Return the material verbatim, starting at its first line and ending at the line that contains "column 381, row 254", with both of those lines included.

----- EXTRACTED MATERIAL -----

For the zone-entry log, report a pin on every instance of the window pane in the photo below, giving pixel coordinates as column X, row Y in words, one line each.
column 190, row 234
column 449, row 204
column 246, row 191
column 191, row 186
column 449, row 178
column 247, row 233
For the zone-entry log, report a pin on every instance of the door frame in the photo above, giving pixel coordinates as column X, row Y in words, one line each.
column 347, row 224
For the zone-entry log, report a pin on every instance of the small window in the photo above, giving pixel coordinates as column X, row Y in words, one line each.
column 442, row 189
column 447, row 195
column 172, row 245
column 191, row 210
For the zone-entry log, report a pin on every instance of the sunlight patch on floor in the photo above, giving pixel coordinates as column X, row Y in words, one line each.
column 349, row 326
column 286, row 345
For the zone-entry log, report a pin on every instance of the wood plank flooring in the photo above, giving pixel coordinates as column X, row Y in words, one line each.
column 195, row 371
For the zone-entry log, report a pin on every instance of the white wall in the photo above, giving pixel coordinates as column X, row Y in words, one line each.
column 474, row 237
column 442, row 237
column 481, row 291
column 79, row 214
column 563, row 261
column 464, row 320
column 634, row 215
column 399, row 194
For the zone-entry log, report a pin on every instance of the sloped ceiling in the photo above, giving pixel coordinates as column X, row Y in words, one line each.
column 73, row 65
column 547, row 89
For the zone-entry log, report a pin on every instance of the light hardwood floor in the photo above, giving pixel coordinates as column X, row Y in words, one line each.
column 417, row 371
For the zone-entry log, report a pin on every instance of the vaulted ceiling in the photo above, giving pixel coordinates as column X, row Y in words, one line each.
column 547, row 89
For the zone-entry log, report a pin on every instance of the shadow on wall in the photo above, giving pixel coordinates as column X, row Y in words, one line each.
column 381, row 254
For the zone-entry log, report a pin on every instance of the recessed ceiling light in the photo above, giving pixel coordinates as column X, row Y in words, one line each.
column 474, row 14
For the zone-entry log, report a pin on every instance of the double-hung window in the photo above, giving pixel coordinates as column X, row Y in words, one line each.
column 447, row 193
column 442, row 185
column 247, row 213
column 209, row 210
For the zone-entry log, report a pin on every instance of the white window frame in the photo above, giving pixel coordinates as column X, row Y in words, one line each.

-----

* OUTPUT FOR THIS EXERCISE:
For the zone-entry log, report a pin on every instance of the window pane in the photo below, giving pixel coordinates as column X, row Y in words, one line each.
column 190, row 234
column 449, row 204
column 246, row 191
column 191, row 186
column 449, row 178
column 247, row 233
For the zone-entry log, report a pin on every instance of the door frame in the photo above, giving pixel coordinates as column X, row Y in words, one line each.
column 347, row 224
For the zone-entry log, report a pin on every instance of the small window in the photo above, giving pixel coordinates as column X, row Y in words, one line each.
column 442, row 189
column 447, row 195
column 172, row 245
column 191, row 210
For the zone-entry log, report a pin on every instance of the sunlight patch on floor in the photo above, giving pixel coordinates as column X, row Y in words, one line each.
column 349, row 326
column 286, row 345
For the zone-entry log, report a pin on every instance of the wood plank flooring in the photo above, giving pixel coordinates as column X, row Y in words, one line each.
column 195, row 371
For the zone-entry log, report a pin on every instance of the white wall in the photo above, giving pixel coordinates as column X, row Y in words, one line each.
column 474, row 237
column 442, row 237
column 481, row 291
column 79, row 214
column 563, row 261
column 464, row 320
column 634, row 215
column 399, row 194
For the zone-entry log, report a pin on every instance of the sloped ceiling in the photo above, giving pixel coordinates as column X, row Y in words, one line each.
column 73, row 65
column 547, row 89
For the zone-entry log, report a pin on every instance of the light hardwood floor in the photo above, giving pixel coordinates as column X, row Y in words, one line each.
column 417, row 371
For the zone-entry log, report a pin on every instance of the vaulted ceiling in the photo above, giving pixel coordinates as column X, row Y in words, one line each.
column 547, row 89
For the zone-entry log, report a pin on every instance of the shadow on wall in the photo above, giving pixel coordinates as column X, row Y in words, one line each.
column 381, row 254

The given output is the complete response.